[SOURCE DATA Boundary: Start]
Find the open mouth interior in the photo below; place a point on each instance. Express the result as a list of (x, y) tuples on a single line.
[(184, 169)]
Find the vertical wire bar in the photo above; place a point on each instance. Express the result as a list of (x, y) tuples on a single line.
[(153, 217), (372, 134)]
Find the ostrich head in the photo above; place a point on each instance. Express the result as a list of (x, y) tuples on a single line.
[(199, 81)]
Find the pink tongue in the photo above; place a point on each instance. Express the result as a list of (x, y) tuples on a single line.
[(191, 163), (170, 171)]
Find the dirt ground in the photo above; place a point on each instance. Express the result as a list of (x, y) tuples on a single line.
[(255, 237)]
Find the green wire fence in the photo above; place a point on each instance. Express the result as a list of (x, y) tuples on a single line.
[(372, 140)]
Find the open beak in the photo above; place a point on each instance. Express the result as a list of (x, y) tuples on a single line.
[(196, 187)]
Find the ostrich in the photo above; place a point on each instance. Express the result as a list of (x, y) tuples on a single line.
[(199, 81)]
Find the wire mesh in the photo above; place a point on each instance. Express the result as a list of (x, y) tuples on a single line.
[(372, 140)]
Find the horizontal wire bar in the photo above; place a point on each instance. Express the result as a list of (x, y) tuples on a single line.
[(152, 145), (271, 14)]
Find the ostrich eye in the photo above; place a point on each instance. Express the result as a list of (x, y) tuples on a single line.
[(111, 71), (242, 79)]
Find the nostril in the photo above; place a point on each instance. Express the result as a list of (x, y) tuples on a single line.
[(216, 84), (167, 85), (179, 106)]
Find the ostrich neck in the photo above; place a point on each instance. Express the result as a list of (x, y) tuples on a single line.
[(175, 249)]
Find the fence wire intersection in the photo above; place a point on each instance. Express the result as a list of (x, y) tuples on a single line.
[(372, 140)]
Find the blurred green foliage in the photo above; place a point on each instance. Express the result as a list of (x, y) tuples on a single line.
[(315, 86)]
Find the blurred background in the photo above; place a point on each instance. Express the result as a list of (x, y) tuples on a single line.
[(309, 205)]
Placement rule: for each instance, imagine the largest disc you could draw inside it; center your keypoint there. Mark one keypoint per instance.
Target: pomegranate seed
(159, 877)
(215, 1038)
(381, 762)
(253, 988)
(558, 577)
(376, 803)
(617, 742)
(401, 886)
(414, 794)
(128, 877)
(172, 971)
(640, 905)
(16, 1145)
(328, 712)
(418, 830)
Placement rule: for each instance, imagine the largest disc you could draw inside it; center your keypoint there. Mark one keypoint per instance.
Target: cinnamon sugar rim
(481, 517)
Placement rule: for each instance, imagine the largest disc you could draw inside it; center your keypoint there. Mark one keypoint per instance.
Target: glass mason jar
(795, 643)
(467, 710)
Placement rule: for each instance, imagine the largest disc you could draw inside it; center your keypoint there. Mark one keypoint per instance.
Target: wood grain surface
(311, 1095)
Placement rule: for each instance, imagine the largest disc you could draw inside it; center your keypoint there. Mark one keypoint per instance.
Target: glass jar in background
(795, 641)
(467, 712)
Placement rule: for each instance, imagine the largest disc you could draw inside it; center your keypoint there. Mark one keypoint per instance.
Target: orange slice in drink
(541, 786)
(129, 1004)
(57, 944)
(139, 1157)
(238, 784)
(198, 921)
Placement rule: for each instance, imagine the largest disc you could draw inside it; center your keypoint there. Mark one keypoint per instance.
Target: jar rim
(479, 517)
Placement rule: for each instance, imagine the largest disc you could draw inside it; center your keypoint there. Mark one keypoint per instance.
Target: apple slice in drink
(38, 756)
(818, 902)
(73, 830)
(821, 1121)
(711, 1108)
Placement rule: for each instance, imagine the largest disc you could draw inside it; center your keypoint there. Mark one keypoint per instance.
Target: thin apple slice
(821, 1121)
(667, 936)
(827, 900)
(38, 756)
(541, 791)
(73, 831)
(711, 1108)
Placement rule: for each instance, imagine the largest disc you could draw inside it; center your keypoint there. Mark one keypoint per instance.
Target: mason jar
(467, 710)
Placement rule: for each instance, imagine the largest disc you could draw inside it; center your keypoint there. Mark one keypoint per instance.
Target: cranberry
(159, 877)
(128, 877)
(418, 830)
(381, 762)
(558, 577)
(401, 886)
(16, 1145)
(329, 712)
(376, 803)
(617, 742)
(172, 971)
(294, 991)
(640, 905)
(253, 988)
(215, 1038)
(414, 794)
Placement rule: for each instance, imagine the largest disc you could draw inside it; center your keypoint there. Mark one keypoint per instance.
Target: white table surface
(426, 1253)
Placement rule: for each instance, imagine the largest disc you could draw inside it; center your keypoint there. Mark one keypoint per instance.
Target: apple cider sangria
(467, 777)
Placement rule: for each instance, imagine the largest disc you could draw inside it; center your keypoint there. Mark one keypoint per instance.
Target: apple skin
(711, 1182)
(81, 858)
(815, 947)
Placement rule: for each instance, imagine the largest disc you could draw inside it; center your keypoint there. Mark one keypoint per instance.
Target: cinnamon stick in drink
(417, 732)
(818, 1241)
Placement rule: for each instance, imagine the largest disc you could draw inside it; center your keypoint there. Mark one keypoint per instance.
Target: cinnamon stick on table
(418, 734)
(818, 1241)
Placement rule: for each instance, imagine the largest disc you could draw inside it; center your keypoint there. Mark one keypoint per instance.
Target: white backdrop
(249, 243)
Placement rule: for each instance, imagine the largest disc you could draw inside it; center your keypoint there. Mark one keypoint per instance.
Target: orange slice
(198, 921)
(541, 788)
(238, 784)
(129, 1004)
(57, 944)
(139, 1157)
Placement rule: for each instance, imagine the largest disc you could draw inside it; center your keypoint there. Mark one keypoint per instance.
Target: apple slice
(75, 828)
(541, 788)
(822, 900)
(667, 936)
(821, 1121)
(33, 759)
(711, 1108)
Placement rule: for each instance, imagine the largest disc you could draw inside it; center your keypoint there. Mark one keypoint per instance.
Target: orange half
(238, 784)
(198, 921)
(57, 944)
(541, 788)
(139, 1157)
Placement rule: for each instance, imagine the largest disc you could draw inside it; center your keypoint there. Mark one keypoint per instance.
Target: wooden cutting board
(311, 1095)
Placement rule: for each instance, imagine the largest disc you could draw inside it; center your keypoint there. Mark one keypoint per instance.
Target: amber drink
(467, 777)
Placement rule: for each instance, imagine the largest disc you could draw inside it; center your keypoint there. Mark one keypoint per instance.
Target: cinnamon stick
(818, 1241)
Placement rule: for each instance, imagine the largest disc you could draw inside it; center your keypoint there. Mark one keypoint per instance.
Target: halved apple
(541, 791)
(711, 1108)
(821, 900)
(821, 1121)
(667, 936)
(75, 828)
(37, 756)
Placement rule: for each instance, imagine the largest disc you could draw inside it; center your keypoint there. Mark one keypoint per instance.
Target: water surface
[SOURCE DATA Boundary: End]
YOUR INSTRUCTIONS: The entire listing is to be reproduced without alteration.

EXPECTED OUTPUT:
Find the open mouth interior in the photo below; place a point on each instance. Express the result as a list of (x, y) tuples on a single line.
[(184, 169)]
Find the vertical wire bar in the photo above; place a point on each instance. Express the result as a list of (x, y) tuples on a single line.
[(153, 217), (372, 134)]
Find the ostrich head in the photo above; place a point on each instance. Express the result as a list of (x, y) tuples on a single line.
[(199, 81)]
Find the pink tongue in the photo above; place a point on each instance. Express the result as a list of (x, y) tuples on a single line.
[(191, 163), (170, 171)]
Find the dirt ground in the photo above; place a point on each instance. Express the result as a list of (x, y) tuples on a single line.
[(255, 237)]
Find the green wire fence in the photo above; place a point on each instance. Express the result as a list of (x, y) tuples on a single line.
[(372, 140)]
Find the open beak in the photo above; place a point on each instance. Express the result as a list of (x, y) tuples on a single line.
[(196, 187)]
Find the ostrich in the photo above; place a point on each instance. Express the result as a list of (x, y) tuples on a single line.
[(199, 81)]
Find the wire mesh in the photo above; place a point on each instance. Express the result as a list of (x, y) tuples on a single line.
[(372, 140)]
Find the horizontal wire bar in the photo above; place a point on each instance. Express the result as a list of (x, y) tuples on a single line.
[(152, 145), (271, 14)]
Find the ostrich eye in the photo above; place a point on each instance. Express the result as a list of (x, y) tuples on a single line.
[(111, 71), (242, 79)]
Find the nostril in the photo above; place a point on each instance. Express the result as a list of (x, y) tuples on a single line.
[(216, 84), (167, 85), (179, 106)]
Find the ostrich neck in the photo above; place a point on each instance. Express the result as a list of (x, y) tuples on a single line.
[(175, 249)]
Find the fence wire intersection in the photo above; place a point on each instance. Express the result as a list of (x, y) tuples on a single line.
[(372, 140)]
Find the blurred green foliage in the photo above; place a point on each instance. Express the result as a list of (x, y) tuples on a single line.
[(315, 86)]
Find the blurred background in the photo above; place a point on each instance. Express the result as a list of (x, y) tuples on a single line.
[(309, 205)]
Placement rule: for each instance, imagine the largest disc you could draw inside it; center your keypoint there. Mark one keypoint per instance.
Target: pomegranate seed
(159, 877)
(215, 1038)
(381, 762)
(253, 988)
(558, 577)
(376, 803)
(617, 742)
(401, 886)
(414, 794)
(128, 877)
(172, 971)
(640, 905)
(16, 1145)
(328, 712)
(418, 830)
Placement rule: for each instance, imagine the largest disc you could draw inside it; center your keypoint there. Mark one keypoint per instance.
Target: cinnamon sugar rim
(481, 517)
Placement rule: for each instance, imagine the largest disc you could draw inside it; center your keypoint there. Mark one keypoint per instance.
Target: glass mason jar
(795, 643)
(467, 710)
Placement rule: for each instance, imagine the largest disc you could draw inside it; center your keypoint there. Mark one keypoint per instance.
Target: wood grain surface
(311, 1095)
Placement rule: for each instance, imagine the largest disc you could draw inside it; center your keypoint there. Mark one keypoint per instance.
Target: glass jar in background
(795, 641)
(467, 712)
Placement rule: for each instance, imagine the largest disc you could draw inside it; center your keypoint there. Mark one keypoint per instance.
Target: orange slice in drink
(541, 786)
(129, 1004)
(57, 944)
(139, 1157)
(238, 784)
(198, 921)
Placement rule: for each instance, imagine the largest disc you could draw inside it; center your keypoint there. Mark one keypoint per instance.
Target: jar rim
(479, 517)
Placement rule: for each instance, imagine the largest disc you could draw inside it; center your keypoint there. Mark one keypoint per instance.
Target: apple slice in drink
(38, 756)
(818, 902)
(73, 830)
(821, 1121)
(711, 1108)
Placement rule: for each instance, imagine the largest disc you could draw inside it; center your keypoint there. Mark one keypoint per instance.
Target: thin apple slice
(821, 1121)
(667, 936)
(827, 900)
(38, 756)
(541, 791)
(73, 831)
(711, 1108)
Placement rule: for each instance, imagine the largest disc you could draw inside it; center your keypoint there. Mark one keypoint per instance.
Target: mason jar
(467, 710)
Placement rule: for each instance, imagine the largest disc you could draw inside it; center your keypoint there. Mark one keypoint per instance.
Target: cranberry
(159, 877)
(128, 877)
(418, 830)
(381, 762)
(558, 577)
(401, 886)
(16, 1145)
(329, 712)
(376, 803)
(617, 742)
(172, 971)
(294, 991)
(640, 905)
(253, 988)
(215, 1038)
(414, 794)
Placement rule: for each instance, imagine the largest disc you could draw inside it; center your keypoint there. Mark one keypoint per instance.
Target: white table surface
(426, 1253)
Placement rule: for each instance, imagine the largest disc you could draw inside it; center your keypoint there. Mark one keypoint per instance.
Target: apple cider sangria
(467, 777)
Placement rule: for each instance, imagine the largest disc you could draw inside it; center your keypoint there. Mark one keypoint per instance.
Target: apple skin
(711, 1182)
(81, 858)
(815, 947)
Placement rule: for each instance, imagine the largest disc you could draw inside it; center your keypoint there. Mark one keypoint per instance.
Target: cinnamon stick in drink
(417, 732)
(818, 1241)
Placement rule: for each instance, imagine the largest disc you could draw inside it; center your keypoint there. Mark one keypoint per instance.
Target: cinnamon stick on table
(418, 734)
(818, 1241)
Placement rule: for each instance, imagine the largest disc you could draw inside it; center your keypoint there. Mark one keypoint per instance.
Target: white backdrop
(249, 243)
Placement rule: for each instance, imagine the largest disc you could draw inside it; center your keypoint there. Mark one keypoint per instance.
Target: orange slice
(198, 921)
(541, 788)
(238, 784)
(129, 1004)
(57, 944)
(139, 1157)
Placement rule: for each instance, imagine the largest disc you could draw inside it; center your keypoint there. Mark one keypoint per instance.
Target: apple slice
(75, 828)
(541, 788)
(822, 900)
(667, 936)
(821, 1121)
(33, 759)
(711, 1108)
Placement rule: for each instance, imagine the largest disc you could draw inside it; center your keypoint there. Mark one keypoint per instance.
Target: orange half
(238, 784)
(198, 921)
(57, 944)
(541, 788)
(139, 1157)
Placement rule: for each instance, imagine the largest disc you could draw inside it; center your keypoint there. Mark one keypoint per instance.
Target: wooden cutting board
(311, 1095)
Placement rule: for each instance, imagine the largest disc you could draw inside it; center your keypoint there. Mark one keypoint per instance.
Target: amber drink
(467, 777)
Placement rule: for each instance, imagine the largest disc you could draw inside it; center your keypoint there. Mark one keypoint per instance.
Target: cinnamon stick
(818, 1241)
Placement rule: for each instance, imagine the largest disc you could draw inside it; center your keypoint there. Mark one keypoint per instance.
Target: halved apple
(541, 791)
(711, 1108)
(821, 900)
(821, 1121)
(667, 936)
(75, 828)
(37, 756)
Placement rule: for each instance, imagine the largest disc you could draw inside it; center your keypoint there. Mark one keypoint per instance.
Target: water surface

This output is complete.